** Start of Working data **
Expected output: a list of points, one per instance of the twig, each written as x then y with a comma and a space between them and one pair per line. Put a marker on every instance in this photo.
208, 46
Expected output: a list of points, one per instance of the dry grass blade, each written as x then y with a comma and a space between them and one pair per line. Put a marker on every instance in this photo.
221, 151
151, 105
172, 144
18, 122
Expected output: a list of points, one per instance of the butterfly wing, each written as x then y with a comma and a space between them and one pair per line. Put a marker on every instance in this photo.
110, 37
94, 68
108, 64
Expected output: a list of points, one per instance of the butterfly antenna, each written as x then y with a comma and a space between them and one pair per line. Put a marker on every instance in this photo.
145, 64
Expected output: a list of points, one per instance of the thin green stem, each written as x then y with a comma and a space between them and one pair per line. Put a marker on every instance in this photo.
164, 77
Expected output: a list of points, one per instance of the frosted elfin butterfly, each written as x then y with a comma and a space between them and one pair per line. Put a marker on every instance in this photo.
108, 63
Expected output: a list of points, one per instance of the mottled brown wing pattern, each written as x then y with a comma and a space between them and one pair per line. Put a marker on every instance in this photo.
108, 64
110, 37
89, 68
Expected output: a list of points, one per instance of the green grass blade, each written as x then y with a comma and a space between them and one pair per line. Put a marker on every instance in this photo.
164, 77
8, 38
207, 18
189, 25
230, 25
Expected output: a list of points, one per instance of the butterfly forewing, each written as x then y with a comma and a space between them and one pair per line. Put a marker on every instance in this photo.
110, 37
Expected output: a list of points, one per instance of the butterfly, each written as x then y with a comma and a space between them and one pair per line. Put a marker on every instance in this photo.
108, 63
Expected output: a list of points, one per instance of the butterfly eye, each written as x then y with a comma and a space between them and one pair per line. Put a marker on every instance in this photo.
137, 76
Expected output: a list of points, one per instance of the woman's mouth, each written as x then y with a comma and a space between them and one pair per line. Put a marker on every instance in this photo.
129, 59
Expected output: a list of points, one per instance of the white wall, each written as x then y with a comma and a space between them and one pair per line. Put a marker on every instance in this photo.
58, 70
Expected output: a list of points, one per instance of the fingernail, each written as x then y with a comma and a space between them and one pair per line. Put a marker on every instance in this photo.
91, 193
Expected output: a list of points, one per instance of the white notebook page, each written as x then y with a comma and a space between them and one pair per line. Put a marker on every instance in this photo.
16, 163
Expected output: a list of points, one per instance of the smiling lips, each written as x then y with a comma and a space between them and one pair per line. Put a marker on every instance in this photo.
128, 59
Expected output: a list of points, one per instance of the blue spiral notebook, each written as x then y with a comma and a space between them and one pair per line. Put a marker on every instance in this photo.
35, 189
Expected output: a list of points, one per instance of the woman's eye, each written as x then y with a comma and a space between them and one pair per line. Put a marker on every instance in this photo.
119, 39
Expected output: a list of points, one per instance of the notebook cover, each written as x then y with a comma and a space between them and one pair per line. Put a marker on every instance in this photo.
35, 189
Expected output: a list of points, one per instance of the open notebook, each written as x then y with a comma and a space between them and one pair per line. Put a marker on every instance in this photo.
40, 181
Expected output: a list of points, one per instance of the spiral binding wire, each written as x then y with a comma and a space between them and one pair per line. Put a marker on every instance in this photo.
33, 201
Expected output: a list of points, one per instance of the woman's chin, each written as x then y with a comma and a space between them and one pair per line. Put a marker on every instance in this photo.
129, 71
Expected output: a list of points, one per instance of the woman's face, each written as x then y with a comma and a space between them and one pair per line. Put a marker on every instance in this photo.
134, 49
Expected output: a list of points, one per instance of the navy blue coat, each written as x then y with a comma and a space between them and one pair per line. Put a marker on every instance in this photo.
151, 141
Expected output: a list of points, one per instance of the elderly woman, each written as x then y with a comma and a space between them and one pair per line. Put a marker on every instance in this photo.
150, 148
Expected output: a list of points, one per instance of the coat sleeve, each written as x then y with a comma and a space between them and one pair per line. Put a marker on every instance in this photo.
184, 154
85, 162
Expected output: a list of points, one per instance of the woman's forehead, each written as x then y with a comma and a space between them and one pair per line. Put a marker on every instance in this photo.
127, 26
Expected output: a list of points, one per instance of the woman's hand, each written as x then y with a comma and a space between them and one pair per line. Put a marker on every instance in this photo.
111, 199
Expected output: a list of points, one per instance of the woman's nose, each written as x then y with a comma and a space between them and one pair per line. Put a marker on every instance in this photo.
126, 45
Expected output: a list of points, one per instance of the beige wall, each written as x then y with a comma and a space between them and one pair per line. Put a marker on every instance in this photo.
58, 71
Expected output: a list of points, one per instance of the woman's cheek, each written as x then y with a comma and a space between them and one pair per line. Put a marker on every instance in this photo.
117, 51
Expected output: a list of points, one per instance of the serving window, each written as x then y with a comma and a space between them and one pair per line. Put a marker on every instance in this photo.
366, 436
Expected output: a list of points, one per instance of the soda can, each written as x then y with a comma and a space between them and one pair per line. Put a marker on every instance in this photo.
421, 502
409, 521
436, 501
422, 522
** End of Working data **
*What you need to do*: Exactly reproduce all of the entries.

*Complete output*:
Expected output: a list of points, one per instance of the twig, each written as x then y with a comma and a space between them and one pair per line. Put a marker on every instance in this photo.
208, 46
Expected output: a list of points, one per instance of the dry grass blade, each written as x then y with a comma and a space between them and one pair per line. Put a marker on every instance in this photo.
221, 151
151, 105
172, 144
18, 122
Expected output: a list of points, one per instance of the butterfly wing, each written as x then y with a comma and a space between them and one pair per line. Put a marker on every instance in this photo.
110, 37
94, 68
108, 64
Expected output: a list of points, one per instance of the butterfly antenna, each written as x then y with a comma and a space between them and one pair per line. Put a marker on every instance in this photo.
145, 64
Expected output: a list of points, one per instance of the thin green stem, each written as x then y with a comma and a space between them and one pair per line. Put a marker on every instance in this photo.
164, 77
Expected output: a list of points, one per instance of the frosted elfin butterfly, each written as x then y with a comma and a space between them and one pair per line. Put a marker on every instance in this photo.
108, 63
Expected output: a list of points, one per instance of the mottled brown wing pattern, each written as x then y with a comma and a space between them and one pair per line. Put a marker on every instance in this photo.
108, 64
110, 37
89, 68
Expected output: a list of points, one per instance of the green grass blade, each written as x then y with a comma and a space between them and one pair per line. Put a marker on every instance in this photo.
164, 77
8, 38
207, 18
189, 25
230, 25
Expected output: a list of points, one per instance of the butterfly forewing, each written as x then y with a comma and a space between them and one pair per line. Put a marker on every instance in this photo.
110, 37
Expected output: a list of points, one per instance of the butterfly, each written as x then y with a comma and a space between them and one pair per line. Put a marker on every instance in this photo.
108, 63
Expected output: a list of points, one per instance of the butterfly eye, each written as x then y with a comma and a space between them and one pair per line. Put a marker on every instance in this photo.
137, 76
Expected output: a list of points, one per instance of the woman's mouth, each written as x then y with a comma and a space between them and one pair per line. Put a marker on every instance in this photo.
129, 59
Expected output: a list of points, one per instance of the white wall, each written as x then y with a comma and a space between them and one pair per line. Put a marker on every instance in this photo.
58, 70
Expected output: a list of points, one per instance of the fingernail, each written as x then y with a comma and a space between them and one pair per line. Put a marker on every instance in this photo.
91, 193
Expected output: a list of points, one per instance of the white notebook page, each written as x then y with a comma and a space between them and one pair per line. Put a marker on every instance in this photo.
16, 163
Expected output: a list of points, one per instance of the smiling lips, each written as x then y with a comma and a space between them and one pair per line. Put a marker on every instance in this photo.
128, 59
Expected output: a list of points, one per instance of the blue spiral notebook, each written as x then y with a comma and a space between them and one pair per line. Put a marker on every instance in this photo.
35, 189
Expected output: a list of points, one per instance of the woman's eye, each written as x then y with a comma and a space between them and one pair per line. Put a marker on every instance in this photo.
119, 39
Expected output: a list of points, one per instance of the notebook cover, each written as x then y with a comma and a space between them and one pair per line. Put a marker on every instance in this photo.
35, 189
Expected output: a list of points, one per instance of the open notebook, each written as x then y with a comma and a space between them and one pair per line. Put a marker on every instance in this photo.
40, 181
Expected output: a list of points, one per instance of the spiral binding wire, each written as x then y with a comma and a space between them and one pair per line. Put a marker on every instance in this photo.
33, 201
Expected output: a list of points, one per instance of the woman's chin, each written as x then y with a comma and a space between them and one pair per line. Put a marker on every instance in this photo.
129, 71
Expected output: a list of points, one per instance of the woman's face, each written as x then y with a comma and a space between them and one pair per line. Put a marker on every instance in this photo.
134, 49
Expected output: a list of points, one per instance of the navy blue coat, each written as x then y with a comma and a space between them and one pair per line. Put a marker on every instance in this photo.
151, 141
Expected output: a list of points, one per instance of the elderly woman, each written as x then y with a comma and a space between them and one pair per line. Put a marker on every instance in this photo.
150, 148
Expected output: a list of points, one per instance of the coat sleeve, each written as x then y with a comma and a space between them and one pair per line. Put a marker on every instance in this photo.
184, 154
85, 162
Expected output: a list of points, one per instance of the woman's forehead, each written as x then y with a comma and a space between them and one pair per line. Put a marker on every instance in this photo.
127, 26
Expected output: a list of points, one per instance of the woman's hand, each written as x then y with a comma and a space between them and one pair per line. Put a marker on every instance in this photo.
111, 199
Expected output: a list of points, one per instance of the woman's nose, each written as x then y with a comma and a space between them and one pair per line. Put a marker on every instance in this photo.
126, 45
Expected output: a list of points, one per instance of the beige wall, each written as x then y with a comma and a space between them and one pair per line. Put a marker on every instance in this photo.
58, 71
Expected output: a list of points, one per instance of the woman's cheek, each written as x then y with a comma and a space between them and one pair per line. Put a marker on every instance in this photo.
117, 51
Expected output: a list of points, one per instance of the serving window, each written as x then y with a comma and a space between them and one pair per line. Put a marker on every instance in this photo.
366, 436
Expected output: a list of points, one per instance of the soda can, each written as x then y with a comma and a space between them and one pair per line. Put a marker on every instance in this photo.
421, 502
409, 521
436, 501
422, 522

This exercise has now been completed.